_WRITTEN PROBLEM_
Output the lines below as a two-column CSV headed text and answer, with one row per line: the line's text in the first quoted field and its answer in the second, with any line breaks turned into spaces. Cover every line, and leave the pictures out.
----- INFORMATION SUPPLIED
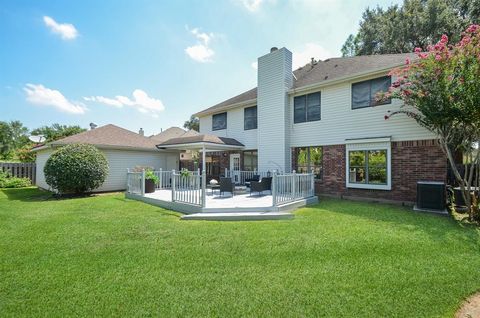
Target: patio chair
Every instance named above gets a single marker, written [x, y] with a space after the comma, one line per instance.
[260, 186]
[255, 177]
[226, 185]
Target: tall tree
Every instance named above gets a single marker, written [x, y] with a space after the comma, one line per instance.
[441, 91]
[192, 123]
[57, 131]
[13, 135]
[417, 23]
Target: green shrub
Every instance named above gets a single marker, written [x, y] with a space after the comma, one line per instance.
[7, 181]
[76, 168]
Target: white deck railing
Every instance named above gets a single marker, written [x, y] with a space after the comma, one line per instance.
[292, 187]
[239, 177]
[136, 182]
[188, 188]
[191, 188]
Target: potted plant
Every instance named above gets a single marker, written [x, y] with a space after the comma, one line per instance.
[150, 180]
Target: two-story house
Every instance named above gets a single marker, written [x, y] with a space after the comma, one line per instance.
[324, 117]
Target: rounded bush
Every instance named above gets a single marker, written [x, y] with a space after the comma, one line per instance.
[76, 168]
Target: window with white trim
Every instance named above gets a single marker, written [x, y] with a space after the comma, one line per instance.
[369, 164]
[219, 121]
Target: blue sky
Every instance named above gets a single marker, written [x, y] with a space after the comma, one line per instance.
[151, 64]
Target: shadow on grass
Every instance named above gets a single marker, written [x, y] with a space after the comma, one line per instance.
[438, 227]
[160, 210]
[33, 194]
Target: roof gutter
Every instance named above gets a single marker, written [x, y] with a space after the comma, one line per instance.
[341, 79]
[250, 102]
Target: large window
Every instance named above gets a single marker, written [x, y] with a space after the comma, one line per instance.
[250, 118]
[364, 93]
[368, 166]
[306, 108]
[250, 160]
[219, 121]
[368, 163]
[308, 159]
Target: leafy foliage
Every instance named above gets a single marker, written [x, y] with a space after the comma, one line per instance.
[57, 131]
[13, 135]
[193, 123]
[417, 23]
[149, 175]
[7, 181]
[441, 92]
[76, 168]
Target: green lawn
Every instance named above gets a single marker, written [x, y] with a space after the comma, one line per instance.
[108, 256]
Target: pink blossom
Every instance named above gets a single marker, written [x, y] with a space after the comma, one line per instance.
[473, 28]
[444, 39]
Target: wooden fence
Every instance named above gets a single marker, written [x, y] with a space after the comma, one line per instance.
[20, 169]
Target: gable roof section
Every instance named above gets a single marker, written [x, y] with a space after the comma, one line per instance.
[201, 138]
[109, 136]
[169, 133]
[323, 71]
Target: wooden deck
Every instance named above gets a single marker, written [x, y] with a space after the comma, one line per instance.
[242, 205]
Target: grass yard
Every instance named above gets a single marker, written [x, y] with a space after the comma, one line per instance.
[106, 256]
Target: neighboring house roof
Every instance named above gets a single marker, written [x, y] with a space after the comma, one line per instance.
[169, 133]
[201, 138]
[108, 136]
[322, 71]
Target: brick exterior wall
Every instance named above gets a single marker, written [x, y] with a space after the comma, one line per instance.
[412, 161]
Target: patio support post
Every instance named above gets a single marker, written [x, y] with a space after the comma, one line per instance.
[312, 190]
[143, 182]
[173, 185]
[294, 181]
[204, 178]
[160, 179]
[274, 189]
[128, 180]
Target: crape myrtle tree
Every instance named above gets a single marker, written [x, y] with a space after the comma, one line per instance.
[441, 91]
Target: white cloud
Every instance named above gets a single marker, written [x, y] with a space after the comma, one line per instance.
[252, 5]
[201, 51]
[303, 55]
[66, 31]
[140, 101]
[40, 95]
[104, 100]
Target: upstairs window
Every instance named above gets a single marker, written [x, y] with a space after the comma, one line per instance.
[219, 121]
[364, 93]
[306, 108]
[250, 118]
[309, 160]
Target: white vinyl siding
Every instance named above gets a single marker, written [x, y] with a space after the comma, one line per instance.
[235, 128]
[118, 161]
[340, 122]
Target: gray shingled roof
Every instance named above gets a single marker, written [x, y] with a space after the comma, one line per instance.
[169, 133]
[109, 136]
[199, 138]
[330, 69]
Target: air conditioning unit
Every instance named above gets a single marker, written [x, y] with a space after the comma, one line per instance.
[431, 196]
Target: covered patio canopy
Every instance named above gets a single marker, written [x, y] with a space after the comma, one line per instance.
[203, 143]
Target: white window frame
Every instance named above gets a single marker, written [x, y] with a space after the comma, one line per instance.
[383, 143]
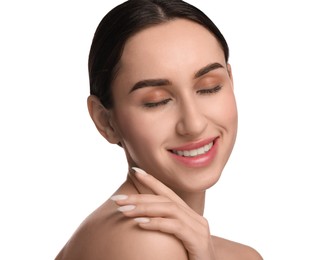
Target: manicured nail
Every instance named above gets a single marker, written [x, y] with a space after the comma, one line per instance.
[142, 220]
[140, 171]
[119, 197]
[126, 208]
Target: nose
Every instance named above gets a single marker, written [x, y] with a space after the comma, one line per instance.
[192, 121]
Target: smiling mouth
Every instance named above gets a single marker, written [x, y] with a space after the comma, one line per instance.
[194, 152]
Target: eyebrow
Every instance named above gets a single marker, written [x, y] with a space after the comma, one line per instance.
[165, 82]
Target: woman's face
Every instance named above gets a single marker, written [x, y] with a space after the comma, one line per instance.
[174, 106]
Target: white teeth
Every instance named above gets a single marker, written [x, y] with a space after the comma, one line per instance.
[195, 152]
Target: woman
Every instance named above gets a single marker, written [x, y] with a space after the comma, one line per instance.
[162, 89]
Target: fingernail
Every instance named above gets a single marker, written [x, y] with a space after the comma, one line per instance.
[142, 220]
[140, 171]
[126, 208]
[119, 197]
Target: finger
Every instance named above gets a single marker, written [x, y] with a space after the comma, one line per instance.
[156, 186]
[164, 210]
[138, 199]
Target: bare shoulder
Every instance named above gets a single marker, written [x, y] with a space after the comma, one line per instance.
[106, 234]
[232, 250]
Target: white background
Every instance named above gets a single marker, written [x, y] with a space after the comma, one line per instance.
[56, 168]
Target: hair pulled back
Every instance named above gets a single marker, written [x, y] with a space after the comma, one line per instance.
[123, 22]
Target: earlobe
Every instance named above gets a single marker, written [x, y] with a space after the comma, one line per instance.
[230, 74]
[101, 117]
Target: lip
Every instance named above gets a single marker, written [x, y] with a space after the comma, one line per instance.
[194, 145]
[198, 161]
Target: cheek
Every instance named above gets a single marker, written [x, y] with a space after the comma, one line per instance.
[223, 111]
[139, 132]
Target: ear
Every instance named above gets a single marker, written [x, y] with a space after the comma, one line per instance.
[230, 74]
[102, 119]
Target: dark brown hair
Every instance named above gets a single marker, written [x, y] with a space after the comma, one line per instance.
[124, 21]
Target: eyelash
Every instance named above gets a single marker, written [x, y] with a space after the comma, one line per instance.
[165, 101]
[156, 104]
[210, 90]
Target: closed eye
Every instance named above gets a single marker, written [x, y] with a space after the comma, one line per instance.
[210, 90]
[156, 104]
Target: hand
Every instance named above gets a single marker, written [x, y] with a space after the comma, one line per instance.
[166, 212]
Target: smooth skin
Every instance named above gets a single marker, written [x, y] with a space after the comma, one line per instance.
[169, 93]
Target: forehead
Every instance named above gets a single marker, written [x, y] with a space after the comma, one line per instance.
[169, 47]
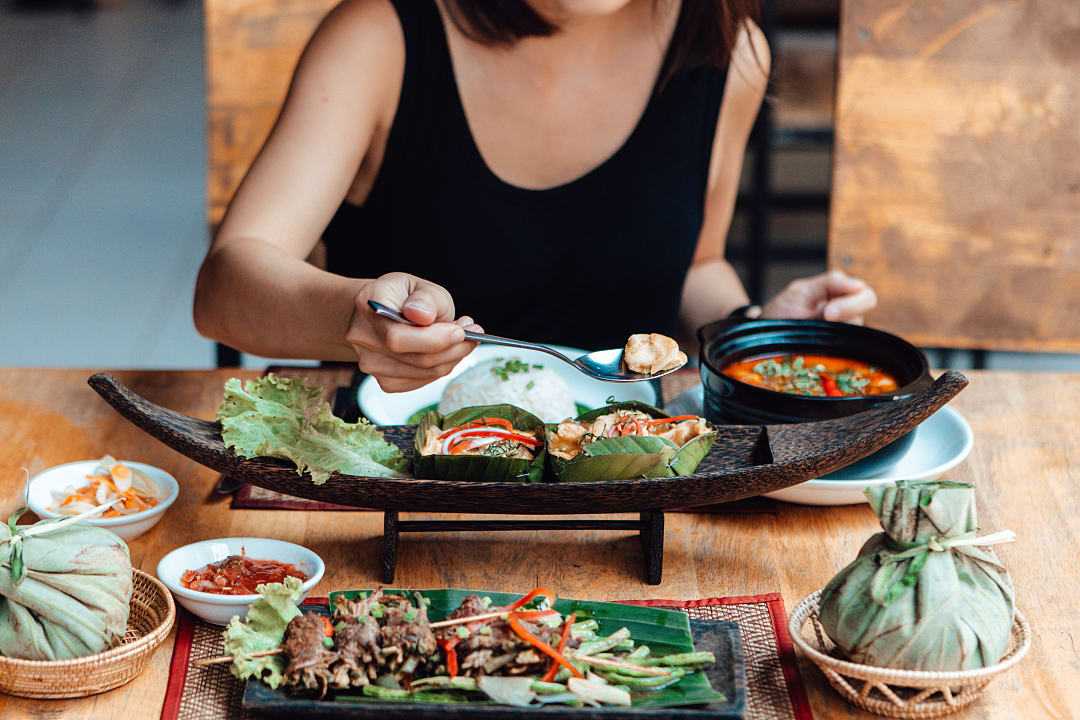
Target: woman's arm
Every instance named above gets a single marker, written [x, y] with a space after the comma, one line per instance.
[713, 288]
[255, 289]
----------
_SOLUTION TO THIS EXERCISE_
text,answer
"Target: patio chair Every instance named above gets a single marker, written [x, y] with a space after the comma, one line per instance.","[260, 186] [255, 177] [226, 185]"
"Target: tall tree Every instance named above gets a single marker, written [x, y] with a space after the comma, one line per instance.","[441, 91] [192, 123] [57, 131] [13, 135] [417, 23]"
"Target: green shrub Every instance named above gets a single marker, written [x, y] with a space after the comma, one line per instance.","[7, 181] [76, 168]"
"Target: white deck railing Every instance named above gets a single marker, written [x, y] with a space after the comma, one line per instance.","[292, 187] [239, 177] [136, 182] [188, 188] [191, 188]"
"Target: potted plant Every instance named above gets a single marker, written [x, y] with a space after the comma, one line per instance.","[150, 180]"
"Target: two-story house Every instance named above gets a single marker, written [x, y] with a space after the comma, one line per instance.","[324, 117]"
"Target: rounded bush Every instance named above gets a single marker, written [x, y] with a space after the comma, one line per instance.","[76, 168]"
"Target: window with white trim Every instance named above gets a single marker, written [x, y] with a space after the comma, one line per instance.","[369, 164] [219, 121]"
"Target: blue sky Every instance named above gets a single marker, written [x, y] with a space after the comma, one line per instance.","[151, 64]"
"Target: shadow on grass Every instance named above gets a single marker, written [x, y] with a space after the comma, one line per instance.","[438, 227] [160, 210] [33, 194]"
"Target: roof gutter Every instance named above gets a single marker, written [x, y] with a space after the comma, one line per instance.","[341, 79] [250, 102]"
"Target: large window Every instance named above gets a single marker, written [x, y] with a space after the comma, one line per instance.","[250, 118] [364, 93] [368, 166] [306, 108] [250, 160] [219, 121] [368, 163] [308, 159]"
"Target: leafy foliage Every instance named above gets a single marker, written [x, y] with a space after the comma, one line per instance.","[57, 131] [13, 135] [193, 123] [417, 23] [149, 175] [7, 181] [441, 92] [76, 168]"
"Target: green lawn Every instance named above gets a single marker, written [x, y] with a space after the comma, one line per instance.","[108, 256]"
"Target: pink blossom Every instance named above gets a single marker, written [x, y] with a space after the comma, one line per instance.","[473, 28] [444, 39]"
"Target: wooden fence Every instance named above gets a single marker, written [x, y] with a space after the comma, one line per instance.","[20, 169]"
"Target: gable roof section Every instance named above gets a single marker, written [x, y] with a space after the comma, one line per instance.","[201, 138] [109, 136] [169, 133] [323, 71]"
"Target: wooden deck Every instance named above gets a single marker, written [x, y] with a space after the comma, one line per instance.","[242, 205]"
"Target: grass yard Every instance named above gets a single marker, written [x, y] with a space after the comma, one line per instance.","[106, 256]"
"Target: neighboring house roof Every instance named above gets a single marker, written [x, y] with a space after the comma, one line per instance.","[169, 133] [201, 138] [108, 136] [322, 71]"
"Target: brick exterior wall Every instance named above gets a single marker, written [x, y] with a space after the comma, one line per instance.","[412, 161]"
"Target: patio support post Every instance named above gets a single marker, written [x, y] with a space after the comma, one line per instance.","[312, 190] [143, 182] [173, 185] [294, 181] [204, 178] [160, 179] [274, 189] [128, 180]"
"Target: crape myrtle tree Every instance named above gets a single marker, written [x, y] with a space after the comma, one line per instance.","[441, 91]"
"Target: white cloud Every instance named above gets a single marker, written [x, y] with a space after the comma, one line per instance.","[252, 5] [201, 51] [303, 55] [66, 31] [140, 101] [40, 95] [104, 100]"
"Target: upstairs window Every instance named above gets a single marker, written [x, y] with a space after the comma, one line per instance.","[219, 121] [364, 93] [306, 108] [250, 118] [309, 160]"
"Target: white vinyl siding Every instance named above gets a single marker, written [x, y] with a space after the comma, one line per instance.","[235, 128] [118, 161] [340, 122]"
"Target: gray shingled roof Every instance named above gets a single marker, written [x, y] with a space after the comma, one line per instance.","[169, 133] [109, 136] [199, 138] [330, 69]"
"Target: air conditioning unit Every instance named above gets a single marker, written [x, y] with a space after the comma, one line per instance.","[431, 196]"
"Target: covered patio canopy Every instance named above gets a single marker, written [x, y] with a space after the comma, one line per instance.","[203, 143]"
"Target: white window frame Every instance named above gets a single marker, written [x, y] with a space after the comma, one line per instance.","[383, 143]"
"Target: manicured nail Every instance named above gets a single marker, written [x, y] with a space after the comma, one line per instance.","[142, 220] [140, 171] [119, 197] [126, 208]"
"Target: nose Every instance named above gets a single marker, written [x, y] with a space after the comma, one line per instance.","[192, 121]"
"Target: smiling mouth Every instance named above gets a single marker, written [x, y] with a space after the comma, one line per instance.","[194, 152]"
"Target: eyebrow Every instance named above gets a single marker, written [x, y] with a space after the comma, one line per instance.","[165, 82]"
"Target: woman's face Every instance named above gets a single marker, written [x, y] with a space after the comma, one line per instance.","[174, 106]"
"Target: white teeth Every instance named above gets a single marker, written [x, y] with a space after the comma, one line per instance.","[195, 152]"
"Target: woman Every instance named above gets a single marker, written [x, y] with a space after the comma, one line per instance.","[162, 89]"
"Target: fingernail Every instance named above gets a single marker, written [x, y] with a space after the comma, one line per instance.","[142, 220] [140, 171] [126, 208] [119, 197]"
"Target: finger Every instance named above gets a single marker, written [x, y] with a space after the comma, one line per instance.","[156, 186] [164, 210] [138, 199]"
"Target: bare shoulder Every instance named above gets a single marker, written [x, y] with a space after the comma, one line per instance.","[106, 234] [232, 250]"
"Target: white background Every instance named above gets a single marker, written [x, y] with a space after the comma, one line per instance.","[56, 168]"
"Target: hair pulled back Every instance named above gets a single marker, written [x, y] with a space after the comma, one line per instance.","[123, 22]"
"Target: earlobe Every instance named above gets a single marker, written [x, y] with a space after the comma, one line per instance.","[230, 74] [101, 117]"
"Target: lip Every instance named above gets a single marker, written [x, y] with a space after the comma, one line per instance.","[194, 145] [198, 161]"
"Target: cheek Every instance named above gets a single marker, written [x, y] with a space after the comma, one line per instance.","[223, 111] [139, 132]"
"Target: ear Every instance named above gets a single marker, written [x, y] with a space after the comma, one line per instance.","[230, 74] [102, 119]"
"Target: dark brown hair Every instance named above gets a single marker, written [x, y] with a space after the comma, one line per instance.","[124, 21]"
"Target: eyelash Every instance named above gets a single marker, written [x, y] with a space after the comma, one line per instance.","[165, 101] [156, 104] [210, 90]"
"Target: closed eye Every instance named above gets a single marker, written [x, y] with a space after the comma, one line per instance.","[210, 90] [156, 104]"
"Target: hand Every instance named above gets a single marker, written [x, y] with a space after the comma, one line per instance.","[166, 212]"
"Target: smooth skin Every instance named above gets a single marker, written [x, y] with a space after the comma, one line per instance.","[169, 93]"
"Target: forehead Every instance named above gets a single marker, written [x, y] with a space after the comma, one line per instance.","[169, 47]"
"Target: woman's arm Every instance named above gets a single marker, written [x, y] with a space after the comma, one line per instance.","[713, 288] [255, 289]"